======== Dataset records ========
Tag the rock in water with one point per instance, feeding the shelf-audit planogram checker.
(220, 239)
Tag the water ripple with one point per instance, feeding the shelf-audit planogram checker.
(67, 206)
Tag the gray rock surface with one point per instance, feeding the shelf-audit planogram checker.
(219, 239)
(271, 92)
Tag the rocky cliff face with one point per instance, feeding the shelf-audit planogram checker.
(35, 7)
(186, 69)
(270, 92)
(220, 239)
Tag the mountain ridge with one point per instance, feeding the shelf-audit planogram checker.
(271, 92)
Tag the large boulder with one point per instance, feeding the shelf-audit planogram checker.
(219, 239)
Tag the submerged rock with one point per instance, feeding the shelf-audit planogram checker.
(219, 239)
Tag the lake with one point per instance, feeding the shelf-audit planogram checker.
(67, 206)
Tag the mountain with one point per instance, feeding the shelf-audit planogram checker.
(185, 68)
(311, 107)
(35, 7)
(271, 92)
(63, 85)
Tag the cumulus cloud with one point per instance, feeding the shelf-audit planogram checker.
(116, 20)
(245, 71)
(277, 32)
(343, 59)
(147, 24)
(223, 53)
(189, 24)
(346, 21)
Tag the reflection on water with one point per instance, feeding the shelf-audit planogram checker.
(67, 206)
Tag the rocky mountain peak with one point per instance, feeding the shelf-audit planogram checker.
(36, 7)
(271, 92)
========
Instructions to follow –
Copy out the line containing "Tag the cumulus", then every line after it through the end of the listing, exactly and with nothing else.

Response below –
Tag the cumulus cloud with one point per instance, feeding the shelf-audit planogram checker.
(116, 20)
(245, 71)
(277, 32)
(343, 59)
(147, 24)
(223, 53)
(189, 24)
(346, 21)
Tag the reflection on water with one point per instance, feeding the shelf-audit planogram checker.
(67, 206)
Tag the rocky mountain peak with one point per instance, feeding the shelf-audit planogram checker.
(36, 7)
(271, 92)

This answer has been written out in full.